### Task directions
Which lines of the records contain the string "target", matched with case counting? Copy each such line.

Collection entries:

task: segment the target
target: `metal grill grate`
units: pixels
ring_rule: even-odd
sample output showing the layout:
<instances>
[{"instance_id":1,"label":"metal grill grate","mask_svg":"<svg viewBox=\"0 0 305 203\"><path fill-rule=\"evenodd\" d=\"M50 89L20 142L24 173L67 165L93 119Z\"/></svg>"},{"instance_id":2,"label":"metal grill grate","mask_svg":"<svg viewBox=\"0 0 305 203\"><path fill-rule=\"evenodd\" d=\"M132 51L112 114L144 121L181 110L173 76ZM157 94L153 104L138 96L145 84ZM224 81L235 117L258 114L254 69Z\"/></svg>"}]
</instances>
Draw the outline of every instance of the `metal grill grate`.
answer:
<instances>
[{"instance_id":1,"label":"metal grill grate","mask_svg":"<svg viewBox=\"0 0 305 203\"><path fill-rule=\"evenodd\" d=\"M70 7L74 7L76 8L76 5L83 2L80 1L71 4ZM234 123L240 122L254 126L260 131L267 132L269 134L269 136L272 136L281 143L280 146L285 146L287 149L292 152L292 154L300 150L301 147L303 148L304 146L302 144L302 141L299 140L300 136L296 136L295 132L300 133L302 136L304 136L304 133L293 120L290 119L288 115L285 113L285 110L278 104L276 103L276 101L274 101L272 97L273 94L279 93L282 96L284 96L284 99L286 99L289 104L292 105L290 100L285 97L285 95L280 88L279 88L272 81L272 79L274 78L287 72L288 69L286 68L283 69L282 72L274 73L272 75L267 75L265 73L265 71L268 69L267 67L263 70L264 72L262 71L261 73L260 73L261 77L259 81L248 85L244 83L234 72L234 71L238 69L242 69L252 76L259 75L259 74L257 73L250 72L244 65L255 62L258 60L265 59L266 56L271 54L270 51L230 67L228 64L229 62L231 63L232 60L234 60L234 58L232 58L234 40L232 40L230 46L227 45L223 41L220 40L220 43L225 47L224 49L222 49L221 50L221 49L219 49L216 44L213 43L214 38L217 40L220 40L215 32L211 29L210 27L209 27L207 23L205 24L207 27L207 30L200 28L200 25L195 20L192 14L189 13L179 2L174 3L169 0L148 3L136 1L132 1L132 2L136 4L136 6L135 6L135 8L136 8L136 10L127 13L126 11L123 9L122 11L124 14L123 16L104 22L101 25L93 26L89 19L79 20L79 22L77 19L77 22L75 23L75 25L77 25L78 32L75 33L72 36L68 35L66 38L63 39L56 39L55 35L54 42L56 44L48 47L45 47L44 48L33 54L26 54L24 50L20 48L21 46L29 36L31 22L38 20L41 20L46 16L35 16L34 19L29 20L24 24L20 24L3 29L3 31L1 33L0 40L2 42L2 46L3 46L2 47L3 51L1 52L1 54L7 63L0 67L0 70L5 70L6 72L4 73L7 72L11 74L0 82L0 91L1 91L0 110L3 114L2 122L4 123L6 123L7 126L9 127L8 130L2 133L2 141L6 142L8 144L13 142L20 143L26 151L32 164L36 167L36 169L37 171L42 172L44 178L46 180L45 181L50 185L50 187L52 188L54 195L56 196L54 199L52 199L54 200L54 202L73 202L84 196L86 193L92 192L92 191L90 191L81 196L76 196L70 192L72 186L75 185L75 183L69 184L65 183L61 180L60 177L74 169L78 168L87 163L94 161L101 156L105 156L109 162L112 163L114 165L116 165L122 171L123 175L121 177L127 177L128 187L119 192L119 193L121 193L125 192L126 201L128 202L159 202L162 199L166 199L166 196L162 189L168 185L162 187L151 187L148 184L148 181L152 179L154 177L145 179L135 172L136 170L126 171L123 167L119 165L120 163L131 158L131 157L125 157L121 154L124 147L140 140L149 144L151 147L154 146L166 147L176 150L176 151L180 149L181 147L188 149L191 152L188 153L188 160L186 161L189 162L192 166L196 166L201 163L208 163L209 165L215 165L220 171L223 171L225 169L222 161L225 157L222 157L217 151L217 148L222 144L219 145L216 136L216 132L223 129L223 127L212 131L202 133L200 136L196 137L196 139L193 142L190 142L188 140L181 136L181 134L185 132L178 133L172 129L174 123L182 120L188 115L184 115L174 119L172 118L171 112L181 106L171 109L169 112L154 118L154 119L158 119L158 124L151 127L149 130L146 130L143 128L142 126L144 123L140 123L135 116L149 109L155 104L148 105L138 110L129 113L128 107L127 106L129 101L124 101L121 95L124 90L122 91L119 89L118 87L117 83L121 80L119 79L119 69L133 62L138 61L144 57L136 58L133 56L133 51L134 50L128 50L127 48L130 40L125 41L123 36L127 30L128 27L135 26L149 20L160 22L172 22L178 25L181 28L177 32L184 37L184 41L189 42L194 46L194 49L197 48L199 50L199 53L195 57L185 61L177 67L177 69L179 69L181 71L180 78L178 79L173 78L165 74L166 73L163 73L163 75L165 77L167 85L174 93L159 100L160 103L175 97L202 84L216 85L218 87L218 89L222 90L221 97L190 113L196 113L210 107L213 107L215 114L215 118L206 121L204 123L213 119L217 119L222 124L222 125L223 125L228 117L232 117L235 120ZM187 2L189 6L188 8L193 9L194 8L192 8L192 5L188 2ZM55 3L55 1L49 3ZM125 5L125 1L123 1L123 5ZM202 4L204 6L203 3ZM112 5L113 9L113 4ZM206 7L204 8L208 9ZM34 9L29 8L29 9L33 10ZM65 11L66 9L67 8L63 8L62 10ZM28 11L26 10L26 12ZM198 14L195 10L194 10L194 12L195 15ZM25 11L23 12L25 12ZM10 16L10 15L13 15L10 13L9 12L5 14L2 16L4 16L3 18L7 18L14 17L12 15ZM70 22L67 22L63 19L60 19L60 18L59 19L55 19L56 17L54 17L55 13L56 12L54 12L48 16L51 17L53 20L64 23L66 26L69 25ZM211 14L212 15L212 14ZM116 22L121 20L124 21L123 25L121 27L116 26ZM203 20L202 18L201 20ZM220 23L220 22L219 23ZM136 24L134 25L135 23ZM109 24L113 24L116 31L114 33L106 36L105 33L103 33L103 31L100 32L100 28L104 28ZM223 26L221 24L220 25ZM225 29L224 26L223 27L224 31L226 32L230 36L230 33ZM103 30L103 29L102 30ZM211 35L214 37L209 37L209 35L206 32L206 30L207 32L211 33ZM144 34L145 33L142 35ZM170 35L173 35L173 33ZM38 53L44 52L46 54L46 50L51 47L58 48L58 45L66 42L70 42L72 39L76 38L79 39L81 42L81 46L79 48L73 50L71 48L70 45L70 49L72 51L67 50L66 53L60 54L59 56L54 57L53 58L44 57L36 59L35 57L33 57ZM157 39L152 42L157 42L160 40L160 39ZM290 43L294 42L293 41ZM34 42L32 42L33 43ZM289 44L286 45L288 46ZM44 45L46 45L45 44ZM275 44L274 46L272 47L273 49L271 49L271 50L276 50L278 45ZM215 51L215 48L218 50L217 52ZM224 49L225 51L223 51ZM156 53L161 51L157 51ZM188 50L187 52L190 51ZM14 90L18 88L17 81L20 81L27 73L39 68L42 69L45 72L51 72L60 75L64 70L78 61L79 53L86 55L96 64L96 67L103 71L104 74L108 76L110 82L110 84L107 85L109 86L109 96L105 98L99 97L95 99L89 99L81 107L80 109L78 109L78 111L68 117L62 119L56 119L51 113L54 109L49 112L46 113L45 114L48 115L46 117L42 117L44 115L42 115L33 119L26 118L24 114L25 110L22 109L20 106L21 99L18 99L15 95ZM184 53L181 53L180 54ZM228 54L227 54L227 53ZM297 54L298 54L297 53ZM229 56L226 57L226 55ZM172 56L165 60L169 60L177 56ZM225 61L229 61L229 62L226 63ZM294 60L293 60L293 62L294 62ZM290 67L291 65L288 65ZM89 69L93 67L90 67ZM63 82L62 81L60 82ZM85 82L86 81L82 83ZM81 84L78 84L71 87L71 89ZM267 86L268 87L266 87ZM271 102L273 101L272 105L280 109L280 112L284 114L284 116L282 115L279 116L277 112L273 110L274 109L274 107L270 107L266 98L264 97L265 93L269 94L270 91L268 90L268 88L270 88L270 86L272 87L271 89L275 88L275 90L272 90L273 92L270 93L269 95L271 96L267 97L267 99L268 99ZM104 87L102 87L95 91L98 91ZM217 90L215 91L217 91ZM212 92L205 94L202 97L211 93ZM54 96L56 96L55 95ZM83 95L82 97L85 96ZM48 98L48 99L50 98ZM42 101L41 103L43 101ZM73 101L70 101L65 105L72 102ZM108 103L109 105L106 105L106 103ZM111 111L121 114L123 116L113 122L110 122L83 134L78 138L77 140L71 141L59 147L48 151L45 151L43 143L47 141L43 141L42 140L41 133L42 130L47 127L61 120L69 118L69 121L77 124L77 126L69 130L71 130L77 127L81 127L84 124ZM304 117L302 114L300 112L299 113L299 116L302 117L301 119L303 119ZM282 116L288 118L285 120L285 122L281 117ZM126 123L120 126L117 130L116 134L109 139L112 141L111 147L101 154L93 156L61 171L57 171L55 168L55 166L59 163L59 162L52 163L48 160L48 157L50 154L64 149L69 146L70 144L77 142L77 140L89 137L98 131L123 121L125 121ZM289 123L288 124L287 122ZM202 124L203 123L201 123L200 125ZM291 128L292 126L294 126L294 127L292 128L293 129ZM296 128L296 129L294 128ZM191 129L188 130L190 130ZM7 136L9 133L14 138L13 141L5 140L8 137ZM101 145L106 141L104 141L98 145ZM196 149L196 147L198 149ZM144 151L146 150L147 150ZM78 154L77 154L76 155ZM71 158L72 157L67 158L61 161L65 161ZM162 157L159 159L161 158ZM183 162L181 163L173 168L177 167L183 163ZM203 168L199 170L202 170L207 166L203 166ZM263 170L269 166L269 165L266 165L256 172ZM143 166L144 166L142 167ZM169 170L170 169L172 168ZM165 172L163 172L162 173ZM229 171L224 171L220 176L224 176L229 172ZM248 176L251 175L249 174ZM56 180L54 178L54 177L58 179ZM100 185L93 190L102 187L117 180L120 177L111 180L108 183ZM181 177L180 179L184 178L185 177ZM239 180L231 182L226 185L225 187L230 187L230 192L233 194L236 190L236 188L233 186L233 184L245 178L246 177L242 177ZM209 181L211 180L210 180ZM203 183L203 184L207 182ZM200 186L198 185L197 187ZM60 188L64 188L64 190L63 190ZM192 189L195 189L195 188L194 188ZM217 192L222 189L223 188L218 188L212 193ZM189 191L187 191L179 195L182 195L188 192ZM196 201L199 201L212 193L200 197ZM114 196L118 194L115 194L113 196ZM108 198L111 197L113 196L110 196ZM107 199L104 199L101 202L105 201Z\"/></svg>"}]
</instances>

### Answer to the task
task: segment the target
target: `metal grill grate`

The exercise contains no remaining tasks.